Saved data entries
§ §
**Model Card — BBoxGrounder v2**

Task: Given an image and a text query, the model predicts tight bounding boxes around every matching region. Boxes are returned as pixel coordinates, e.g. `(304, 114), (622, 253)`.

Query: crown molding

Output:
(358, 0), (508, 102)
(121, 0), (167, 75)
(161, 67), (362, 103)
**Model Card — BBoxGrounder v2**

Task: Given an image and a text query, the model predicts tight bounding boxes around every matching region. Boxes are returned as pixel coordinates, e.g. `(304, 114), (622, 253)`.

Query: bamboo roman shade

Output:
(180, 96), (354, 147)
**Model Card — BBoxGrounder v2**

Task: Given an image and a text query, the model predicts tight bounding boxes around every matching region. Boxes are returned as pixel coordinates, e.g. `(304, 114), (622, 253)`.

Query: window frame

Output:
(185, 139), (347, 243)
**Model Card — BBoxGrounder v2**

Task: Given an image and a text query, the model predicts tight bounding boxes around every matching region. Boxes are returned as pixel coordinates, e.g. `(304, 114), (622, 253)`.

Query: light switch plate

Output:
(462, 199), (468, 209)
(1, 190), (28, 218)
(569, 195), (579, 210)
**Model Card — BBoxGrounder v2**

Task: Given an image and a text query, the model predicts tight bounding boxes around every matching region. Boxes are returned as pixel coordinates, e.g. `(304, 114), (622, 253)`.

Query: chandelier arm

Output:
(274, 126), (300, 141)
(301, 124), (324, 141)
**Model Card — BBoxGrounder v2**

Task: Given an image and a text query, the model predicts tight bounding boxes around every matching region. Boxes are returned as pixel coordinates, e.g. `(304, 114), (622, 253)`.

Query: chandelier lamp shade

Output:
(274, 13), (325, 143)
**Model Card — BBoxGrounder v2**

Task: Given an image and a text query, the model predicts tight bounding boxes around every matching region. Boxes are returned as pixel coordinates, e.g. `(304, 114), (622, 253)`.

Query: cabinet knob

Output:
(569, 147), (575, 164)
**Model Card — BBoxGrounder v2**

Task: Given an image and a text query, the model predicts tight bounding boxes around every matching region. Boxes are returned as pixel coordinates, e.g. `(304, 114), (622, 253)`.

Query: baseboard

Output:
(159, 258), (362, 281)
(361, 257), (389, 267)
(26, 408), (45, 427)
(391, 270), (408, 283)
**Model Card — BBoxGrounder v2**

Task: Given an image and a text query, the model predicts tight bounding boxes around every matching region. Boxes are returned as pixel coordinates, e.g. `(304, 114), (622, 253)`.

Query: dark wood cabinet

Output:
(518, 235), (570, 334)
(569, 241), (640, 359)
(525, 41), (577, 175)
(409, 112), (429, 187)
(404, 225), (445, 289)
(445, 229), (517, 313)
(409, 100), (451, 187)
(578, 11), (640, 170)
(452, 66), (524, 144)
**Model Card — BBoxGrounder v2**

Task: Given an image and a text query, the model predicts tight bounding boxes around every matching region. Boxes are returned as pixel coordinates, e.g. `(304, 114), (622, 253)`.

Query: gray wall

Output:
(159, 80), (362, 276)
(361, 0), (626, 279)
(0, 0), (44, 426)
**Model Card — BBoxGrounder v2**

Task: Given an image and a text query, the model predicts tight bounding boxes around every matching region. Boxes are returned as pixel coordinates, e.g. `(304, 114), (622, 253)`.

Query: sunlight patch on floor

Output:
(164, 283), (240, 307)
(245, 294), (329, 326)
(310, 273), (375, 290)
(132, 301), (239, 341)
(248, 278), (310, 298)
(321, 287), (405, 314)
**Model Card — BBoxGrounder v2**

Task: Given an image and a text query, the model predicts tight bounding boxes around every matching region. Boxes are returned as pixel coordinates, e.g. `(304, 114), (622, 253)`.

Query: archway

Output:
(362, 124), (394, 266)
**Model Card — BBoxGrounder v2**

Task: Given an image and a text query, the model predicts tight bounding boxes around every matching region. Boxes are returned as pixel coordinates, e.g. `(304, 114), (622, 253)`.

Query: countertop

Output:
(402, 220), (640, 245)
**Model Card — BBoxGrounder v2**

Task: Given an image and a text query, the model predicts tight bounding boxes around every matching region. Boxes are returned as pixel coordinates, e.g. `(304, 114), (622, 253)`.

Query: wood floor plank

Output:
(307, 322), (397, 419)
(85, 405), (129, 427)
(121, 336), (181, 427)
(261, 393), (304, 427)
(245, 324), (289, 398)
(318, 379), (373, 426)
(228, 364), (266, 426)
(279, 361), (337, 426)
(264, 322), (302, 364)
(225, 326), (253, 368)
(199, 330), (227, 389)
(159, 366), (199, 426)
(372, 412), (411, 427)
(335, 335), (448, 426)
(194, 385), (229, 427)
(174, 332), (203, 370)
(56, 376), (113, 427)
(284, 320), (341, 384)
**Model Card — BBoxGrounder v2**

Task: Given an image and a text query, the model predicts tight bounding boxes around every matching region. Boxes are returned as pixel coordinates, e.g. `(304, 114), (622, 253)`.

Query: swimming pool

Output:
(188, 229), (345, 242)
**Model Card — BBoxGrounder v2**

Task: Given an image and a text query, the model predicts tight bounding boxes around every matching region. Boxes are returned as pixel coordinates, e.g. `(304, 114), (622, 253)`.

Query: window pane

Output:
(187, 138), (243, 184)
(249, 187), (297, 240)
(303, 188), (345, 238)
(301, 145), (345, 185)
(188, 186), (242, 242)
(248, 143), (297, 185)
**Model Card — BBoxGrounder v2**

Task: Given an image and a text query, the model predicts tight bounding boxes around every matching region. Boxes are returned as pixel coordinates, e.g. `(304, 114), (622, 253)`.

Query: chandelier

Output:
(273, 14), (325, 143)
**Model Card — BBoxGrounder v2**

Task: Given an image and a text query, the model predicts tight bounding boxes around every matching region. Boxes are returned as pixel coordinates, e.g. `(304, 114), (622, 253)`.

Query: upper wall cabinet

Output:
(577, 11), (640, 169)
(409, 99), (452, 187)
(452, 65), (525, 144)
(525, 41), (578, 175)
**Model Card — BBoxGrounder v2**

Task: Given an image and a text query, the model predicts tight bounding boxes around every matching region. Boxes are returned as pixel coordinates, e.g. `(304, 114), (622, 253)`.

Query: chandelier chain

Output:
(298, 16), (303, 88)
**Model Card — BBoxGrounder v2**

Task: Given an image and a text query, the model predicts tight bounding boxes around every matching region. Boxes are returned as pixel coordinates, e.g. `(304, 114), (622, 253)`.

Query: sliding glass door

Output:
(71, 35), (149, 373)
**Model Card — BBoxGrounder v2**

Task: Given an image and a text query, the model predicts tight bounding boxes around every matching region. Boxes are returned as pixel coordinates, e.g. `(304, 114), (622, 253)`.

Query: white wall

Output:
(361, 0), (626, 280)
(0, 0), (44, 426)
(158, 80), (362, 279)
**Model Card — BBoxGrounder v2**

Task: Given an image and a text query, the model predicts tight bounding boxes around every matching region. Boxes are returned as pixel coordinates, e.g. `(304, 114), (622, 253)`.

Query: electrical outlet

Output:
§ §
• [Required action] For the word "wall", say how many lines of the data include it, with nothing else in the reply.

• [Response below] 3